++++ TEXT BLOCK ++++

New Resources to Help You Get Coverage for Mental Health Conditions

Recent federal laws have expanded health insurance coverage of mental health and substance use disorders, but accessing that coverage can be difficult and complicated. Many barriers still exist and challenges can vary from state to state. To enforce the law, federal and state agencies need to hear from you about possible violations. A number of new resources are available to help you understand your rights to coverage under the law and to get access to the coverage you deserve.

If you’ve been denied coverage, had limits set on behavioral health services, or are being charged more for behavioral health services than general medical services, that may be a violation of the law. But how do you know if it’s a violation and what can you do about it?

“How to File a Complaint” and Poster on the Law

Parity Poster
Click to enlarge

The American Psychiatric Association has developed a poster, Fair Insurance Coverage: It’s the Law (available in English and Spanish) that outlines the patient rights under federal law.

APA has also developed step-by-step guidance and template letters to help you file a complaint. Depending on the type of insurance you have, you will need to file a complaint with the U.S. Department of Health and Human Services, the U.S. Department of Labor, or your state insurance commissioner. See instructions on how to file a complaint.

++++ SUPPLIED ENTRIES ++++

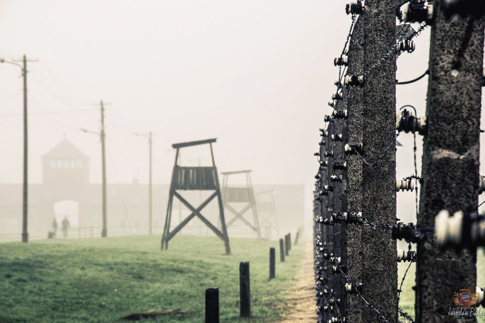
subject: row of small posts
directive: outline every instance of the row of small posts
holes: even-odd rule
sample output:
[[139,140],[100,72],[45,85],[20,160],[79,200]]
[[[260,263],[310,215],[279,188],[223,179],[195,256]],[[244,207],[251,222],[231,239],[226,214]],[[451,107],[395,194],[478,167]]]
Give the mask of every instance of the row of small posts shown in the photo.
[[[297,234],[298,241],[299,233]],[[284,239],[279,239],[280,261],[284,261],[285,255],[289,255],[288,251],[292,249],[291,234],[284,236]],[[275,277],[276,250],[269,248],[269,280]],[[251,285],[250,283],[249,262],[242,262],[239,264],[239,295],[240,316],[241,317],[249,317],[251,314]],[[219,323],[219,288],[207,288],[206,289],[206,323]]]

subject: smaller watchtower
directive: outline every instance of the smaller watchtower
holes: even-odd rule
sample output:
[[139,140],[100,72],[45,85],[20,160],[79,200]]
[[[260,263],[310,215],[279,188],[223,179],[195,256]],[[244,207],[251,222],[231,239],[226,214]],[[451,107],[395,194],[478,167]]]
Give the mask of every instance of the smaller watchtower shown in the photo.
[[[168,204],[167,206],[167,216],[165,218],[165,225],[164,227],[163,235],[162,236],[162,249],[168,248],[168,242],[177,234],[185,225],[195,217],[197,217],[209,229],[214,231],[216,235],[224,241],[226,249],[226,253],[231,252],[229,246],[229,237],[226,229],[226,223],[224,219],[224,207],[222,206],[222,198],[221,196],[221,190],[219,184],[219,178],[217,176],[217,169],[214,161],[214,153],[212,151],[212,143],[215,142],[215,139],[183,142],[172,145],[176,149],[175,153],[175,163],[173,167],[172,175],[172,182],[170,183],[170,191],[169,194]],[[209,167],[182,167],[178,165],[179,150],[181,148],[191,147],[199,145],[209,144],[211,148],[211,157],[212,159],[212,166]],[[197,208],[185,200],[177,190],[213,190],[214,192]],[[182,221],[177,227],[170,232],[170,220],[172,218],[172,205],[173,197],[175,196],[183,203],[191,211],[191,213],[185,220]],[[221,224],[221,231],[219,231],[209,220],[201,213],[201,211],[214,198],[217,198],[219,204],[219,221]]]
[[[261,232],[258,220],[258,212],[256,210],[256,201],[254,198],[254,190],[251,182],[251,171],[238,171],[237,172],[225,172],[222,173],[222,201],[224,207],[234,214],[233,218],[227,223],[228,228],[239,219],[249,227],[256,233],[258,239],[261,238]],[[246,185],[243,187],[229,186],[227,182],[230,175],[244,174],[246,176]],[[232,204],[233,203],[246,203],[243,208],[237,211]],[[251,210],[253,213],[253,224],[251,224],[243,216]]]
[[[274,202],[274,191],[269,190],[258,192],[256,193],[258,208],[261,219],[261,227],[267,229],[270,228],[276,230],[279,235],[279,229],[278,227],[278,217],[276,214],[276,203]],[[271,233],[266,230],[265,235],[267,239],[271,239]]]

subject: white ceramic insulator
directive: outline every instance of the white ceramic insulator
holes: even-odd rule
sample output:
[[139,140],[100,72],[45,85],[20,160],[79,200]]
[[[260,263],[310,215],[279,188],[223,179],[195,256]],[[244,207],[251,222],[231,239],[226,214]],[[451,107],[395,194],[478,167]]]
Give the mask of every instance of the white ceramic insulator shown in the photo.
[[438,246],[459,246],[461,242],[463,212],[456,212],[453,217],[446,210],[440,211],[434,219],[434,238]]
[[412,179],[396,180],[396,191],[413,191],[414,189],[414,182]]
[[480,175],[478,184],[478,194],[481,194],[485,191],[485,176]]

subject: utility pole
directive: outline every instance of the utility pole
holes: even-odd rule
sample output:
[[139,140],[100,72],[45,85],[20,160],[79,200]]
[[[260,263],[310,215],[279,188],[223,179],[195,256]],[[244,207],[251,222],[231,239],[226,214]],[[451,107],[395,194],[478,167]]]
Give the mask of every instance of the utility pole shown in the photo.
[[84,129],[79,129],[83,132],[92,133],[100,136],[101,141],[101,161],[102,168],[103,170],[103,229],[101,230],[101,237],[106,238],[108,237],[108,219],[107,216],[107,206],[106,206],[106,133],[105,132],[105,105],[110,104],[111,103],[103,102],[103,100],[100,101],[98,104],[94,104],[94,105],[99,105],[101,111],[101,130],[99,133],[94,131],[89,131]]
[[28,130],[27,114],[27,58],[24,55],[23,68],[22,75],[24,81],[24,178],[22,187],[22,242],[29,242],[27,231],[27,216],[28,213]]
[[107,220],[106,219],[106,150],[105,134],[105,106],[103,100],[100,101],[101,109],[101,155],[103,159],[103,230],[101,237],[108,236]]
[[[362,165],[362,211],[370,221],[393,225],[396,215],[396,3],[367,0],[365,5],[364,70],[360,73],[365,74],[362,143],[364,157],[371,165]],[[392,54],[380,61],[390,49]],[[385,317],[394,320],[397,307],[396,240],[390,232],[363,227],[361,243],[361,293]],[[362,306],[362,322],[378,320],[372,308]]]
[[[478,203],[485,16],[475,2],[455,2],[465,5],[459,13],[447,2],[433,2],[418,228],[433,227],[443,209],[471,213]],[[454,293],[474,292],[476,261],[475,250],[439,251],[430,235],[418,244],[416,321],[462,320],[448,313],[460,310]]]
[[148,195],[150,196],[149,198],[149,229],[148,229],[148,234],[152,235],[152,132],[150,131],[149,133],[149,139],[148,143],[150,146],[150,163],[149,167],[150,169],[150,179],[149,180],[149,193]]
[[149,146],[149,211],[148,211],[148,234],[152,235],[152,132],[150,131],[148,134],[140,134],[138,133],[133,134],[135,136],[143,137],[148,139]]
[[[37,62],[37,60],[29,60],[24,55],[21,60],[13,60],[12,62],[6,61],[4,59],[0,59],[0,63],[6,63],[13,65],[16,65],[20,68],[22,71],[22,81],[23,83],[23,99],[24,99],[24,165],[23,165],[23,184],[22,186],[22,242],[29,242],[29,234],[28,232],[28,119],[27,109],[27,62]],[[21,65],[16,62],[21,62]]]

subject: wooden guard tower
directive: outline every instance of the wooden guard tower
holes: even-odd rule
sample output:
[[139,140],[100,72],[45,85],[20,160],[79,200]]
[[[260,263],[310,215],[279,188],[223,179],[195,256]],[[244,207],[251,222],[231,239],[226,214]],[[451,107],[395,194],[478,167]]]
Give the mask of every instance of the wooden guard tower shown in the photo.
[[[261,232],[258,220],[258,212],[256,210],[256,201],[254,198],[254,190],[251,182],[251,171],[238,171],[237,172],[225,172],[222,174],[222,201],[224,206],[234,214],[233,218],[227,223],[228,228],[239,219],[256,233],[258,239],[261,238]],[[245,187],[231,187],[227,184],[230,175],[244,174],[246,177],[246,186]],[[247,203],[240,211],[237,211],[231,205],[234,203]],[[251,209],[253,213],[253,224],[244,218],[243,215]]]
[[[263,196],[269,196],[270,198],[266,198],[263,200]],[[261,227],[269,227],[276,230],[279,235],[279,229],[278,227],[278,218],[276,214],[276,204],[274,202],[274,191],[269,190],[258,192],[256,193],[258,208],[260,210],[259,216],[261,219]],[[265,238],[270,239],[270,234],[267,232]]]
[[[226,249],[226,253],[231,252],[229,246],[229,237],[226,229],[226,223],[224,219],[224,207],[222,206],[222,199],[221,196],[221,190],[219,184],[219,178],[217,177],[217,169],[214,161],[214,153],[212,151],[212,143],[215,142],[215,139],[176,143],[172,145],[176,149],[175,154],[175,165],[173,167],[173,173],[172,175],[172,182],[170,183],[170,191],[168,198],[168,204],[167,206],[167,217],[165,219],[165,225],[164,228],[163,235],[162,236],[162,249],[164,246],[166,249],[168,248],[168,242],[174,236],[177,234],[185,225],[195,217],[197,217],[209,228],[214,231],[216,235],[224,241]],[[198,145],[209,144],[211,148],[211,156],[212,158],[212,166],[210,167],[181,167],[177,164],[179,149],[185,147],[190,147]],[[179,194],[177,190],[213,190],[214,193],[209,196],[202,204],[197,208],[192,206],[183,197]],[[185,220],[182,221],[176,228],[170,232],[170,220],[172,218],[172,205],[173,197],[175,196],[188,207],[192,212]],[[201,214],[201,211],[215,197],[217,198],[219,204],[219,221],[221,224],[221,231],[214,227],[209,220]]]

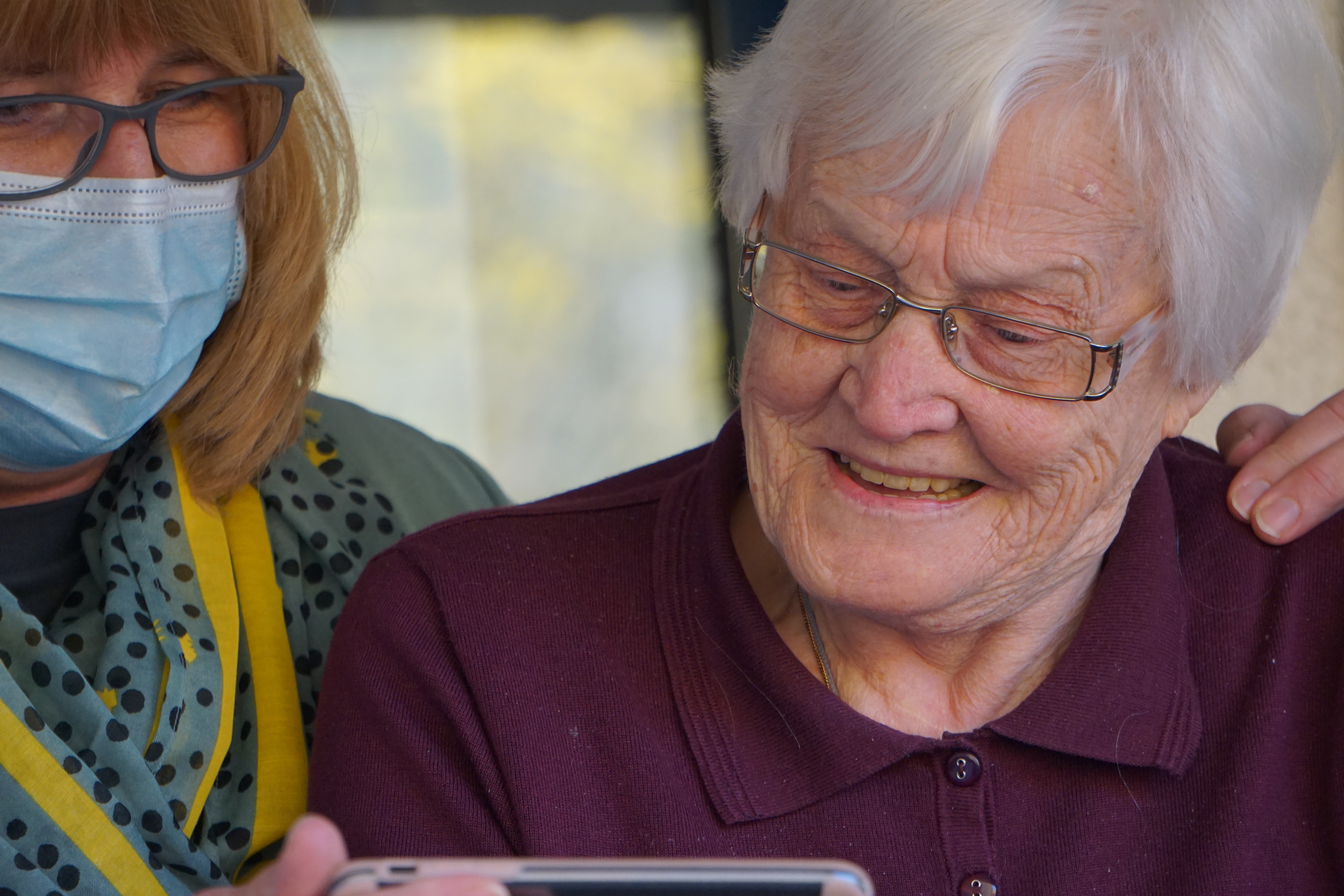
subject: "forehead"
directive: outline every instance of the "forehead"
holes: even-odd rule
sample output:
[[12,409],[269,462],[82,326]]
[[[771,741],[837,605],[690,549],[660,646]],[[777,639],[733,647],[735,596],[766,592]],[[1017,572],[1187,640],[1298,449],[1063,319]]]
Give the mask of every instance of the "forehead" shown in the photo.
[[931,274],[925,255],[933,255],[948,286],[1097,277],[1150,254],[1137,179],[1094,103],[1023,110],[980,189],[952,210],[919,212],[899,192],[874,189],[899,149],[827,159],[800,149],[781,210],[790,228],[831,234],[922,275]]

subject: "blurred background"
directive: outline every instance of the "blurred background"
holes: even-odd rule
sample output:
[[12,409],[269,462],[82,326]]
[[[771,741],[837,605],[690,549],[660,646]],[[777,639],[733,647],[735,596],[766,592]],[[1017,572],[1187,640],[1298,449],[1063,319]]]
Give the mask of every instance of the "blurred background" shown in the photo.
[[[1340,30],[1344,0],[1322,0]],[[714,437],[749,305],[712,206],[703,74],[784,0],[310,0],[363,212],[320,388],[478,459],[517,501]],[[1344,388],[1344,177],[1284,317],[1188,434]]]

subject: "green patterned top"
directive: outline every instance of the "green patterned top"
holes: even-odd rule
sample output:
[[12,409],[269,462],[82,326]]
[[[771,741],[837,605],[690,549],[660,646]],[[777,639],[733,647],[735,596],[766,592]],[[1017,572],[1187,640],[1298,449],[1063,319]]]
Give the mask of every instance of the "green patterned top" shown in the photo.
[[[305,416],[257,490],[310,744],[332,630],[364,564],[505,498],[470,458],[409,426],[316,394]],[[0,586],[0,896],[105,896],[129,883],[188,893],[278,848],[251,837],[246,626],[228,688],[177,482],[163,429],[146,427],[94,490],[81,520],[90,574],[51,626]],[[224,692],[231,740],[219,736]]]

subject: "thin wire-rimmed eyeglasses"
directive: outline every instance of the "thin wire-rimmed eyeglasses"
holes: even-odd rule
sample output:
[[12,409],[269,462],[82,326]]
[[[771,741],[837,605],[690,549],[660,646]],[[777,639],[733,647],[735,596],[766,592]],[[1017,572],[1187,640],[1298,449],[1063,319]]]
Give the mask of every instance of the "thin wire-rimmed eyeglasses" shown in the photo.
[[953,365],[1007,392],[1052,402],[1103,399],[1164,322],[1165,309],[1159,306],[1118,340],[1102,344],[1086,333],[984,308],[925,305],[871,277],[765,239],[763,216],[762,200],[738,273],[738,292],[749,302],[813,336],[855,344],[878,339],[902,308],[934,314]]
[[[188,183],[239,177],[274,152],[304,75],[284,59],[276,75],[215,78],[171,90],[138,106],[85,97],[0,97],[0,172],[54,183],[4,183],[0,201],[59,193],[83,180],[116,124],[140,121],[155,165]],[[243,144],[238,144],[242,138]],[[15,179],[23,180],[23,179]]]

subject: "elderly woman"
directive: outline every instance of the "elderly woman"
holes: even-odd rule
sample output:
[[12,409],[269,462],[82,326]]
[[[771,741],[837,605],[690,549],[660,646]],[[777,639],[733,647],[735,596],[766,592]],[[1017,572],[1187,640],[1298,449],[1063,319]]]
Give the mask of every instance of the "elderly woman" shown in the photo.
[[298,0],[0,3],[0,895],[271,857],[364,563],[503,501],[309,394],[352,176]]
[[715,87],[741,415],[371,563],[310,805],[363,854],[1333,889],[1344,532],[1262,544],[1168,441],[1335,150],[1308,0],[794,0]]

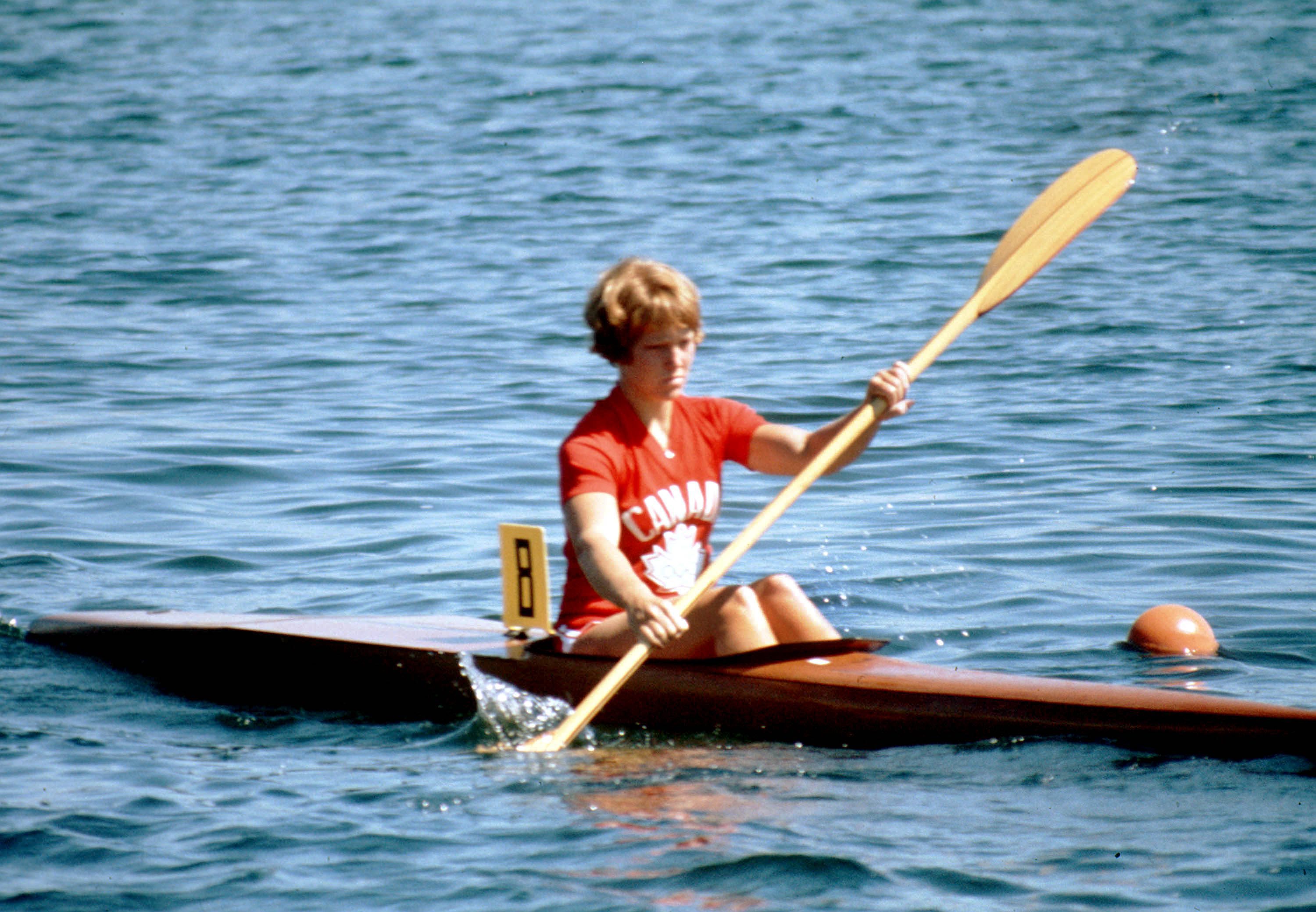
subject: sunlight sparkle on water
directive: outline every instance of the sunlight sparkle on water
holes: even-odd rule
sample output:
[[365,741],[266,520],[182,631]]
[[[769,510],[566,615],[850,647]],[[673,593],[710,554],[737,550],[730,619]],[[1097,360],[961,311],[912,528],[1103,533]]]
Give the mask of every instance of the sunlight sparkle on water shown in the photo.
[[461,655],[462,674],[475,691],[480,722],[499,747],[515,747],[562,724],[571,705],[550,696],[529,694],[475,667],[467,653]]

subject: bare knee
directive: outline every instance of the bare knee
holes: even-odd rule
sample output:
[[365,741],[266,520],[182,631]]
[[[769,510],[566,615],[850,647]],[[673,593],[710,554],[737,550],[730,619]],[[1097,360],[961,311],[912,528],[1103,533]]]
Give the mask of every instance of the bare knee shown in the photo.
[[717,605],[717,616],[724,624],[755,622],[763,617],[763,603],[749,586],[737,586]]
[[809,601],[809,597],[804,595],[804,590],[801,590],[800,584],[795,582],[795,578],[788,576],[787,574],[772,574],[771,576],[765,576],[754,583],[754,592],[763,604]]

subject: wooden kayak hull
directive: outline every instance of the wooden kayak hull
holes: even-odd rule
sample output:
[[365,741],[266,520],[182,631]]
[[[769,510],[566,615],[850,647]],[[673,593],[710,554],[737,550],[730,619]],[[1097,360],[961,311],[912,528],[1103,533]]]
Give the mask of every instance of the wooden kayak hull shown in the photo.
[[[459,654],[524,691],[578,703],[611,659],[507,640],[478,619],[87,612],[38,619],[34,642],[92,655],[226,705],[455,721],[475,712]],[[961,671],[866,641],[644,665],[603,725],[817,746],[1076,737],[1178,754],[1313,755],[1316,712],[1182,690]]]

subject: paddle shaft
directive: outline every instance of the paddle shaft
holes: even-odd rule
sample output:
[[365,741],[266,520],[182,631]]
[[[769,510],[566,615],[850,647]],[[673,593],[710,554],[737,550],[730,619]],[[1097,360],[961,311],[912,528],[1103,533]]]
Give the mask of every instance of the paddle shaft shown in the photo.
[[[1079,162],[1046,188],[1001,237],[978,280],[974,295],[928,340],[909,359],[909,379],[913,380],[979,316],[1000,304],[1017,291],[1065,245],[1087,228],[1115,200],[1124,195],[1133,182],[1137,166],[1133,157],[1117,149],[1107,149]],[[809,461],[771,503],[721,554],[699,575],[672,605],[686,616],[694,604],[762,537],[804,491],[821,476],[837,457],[876,422],[886,412],[886,403],[869,399],[841,430]],[[553,732],[541,734],[520,745],[519,750],[553,751],[571,744],[599,709],[612,699],[622,684],[649,658],[651,647],[637,642],[605,674],[594,690]]]

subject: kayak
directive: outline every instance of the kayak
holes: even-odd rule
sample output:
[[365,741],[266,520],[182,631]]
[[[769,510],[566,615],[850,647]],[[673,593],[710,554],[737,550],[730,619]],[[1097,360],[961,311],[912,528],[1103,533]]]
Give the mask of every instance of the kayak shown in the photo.
[[[28,640],[95,657],[225,705],[457,721],[480,672],[575,705],[615,659],[492,620],[184,611],[51,615]],[[953,670],[890,658],[883,641],[788,644],[645,663],[597,722],[830,747],[1063,737],[1173,754],[1316,755],[1316,712],[1194,691]]]

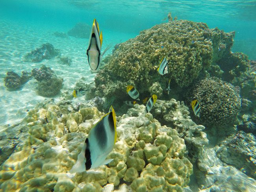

++++

[PARTS OF THE EXERCISE]:
1 - According to the mental health coverage article, in which languages is the APA poster available?
2 - Write the next part of the mental health coverage article, beginning after its final sentence.
The items are separate material and have no connection to the mental health coverage article.

[RESPONSES BY TASK]:
1 - English and Spanish.

2 -
Download the Mental Health Parity Poster

Parity Tracking Website

A new website, Parity Track, can also help you understand your rights under federal and state law. It provides simple explanations of common parity violations, such as “I have limits on how many times I can see a behavioral health provider” and “I am being charged more for prescription medication for behavioral health treatment than I am for prescription medication for other treatments.”

The site includes federal and state-by-state breakdown of parity legislation, regulations and litigation (see map below). It also has stories from across the country and highlights of some promising state initiatives. For example, new legislation in Missouri specifies how insurance plans should cover eating disorder treatment. New legislation in Maryland requires coverage of partial hospitalization for behavioral health treatment at the same terms as for other medical treatment.

Parity Resource Guide

A recently updated resource guide can help. The Parity Implementation Coalition* in conjunction with The Kennedy Forum recently published an updated version of the Parity Resource Guide for Addiction & Mental Health Consumers, Providers and Advocates, Simplifying the Appeals Process: Strategies for Winning Disputes with Your Health Plan.

The guide provides information for patients and families on the steps they can take to ensure they receive the same type of insurance coverage for mental health and substance use treatment as they receive for physical illnesses. It breaks down and simplifies the process and terminology, such as what a parity violation looks like and how an individual should initiate an appeal. It also explains medical necessity in regards to mental illness and the appeals process.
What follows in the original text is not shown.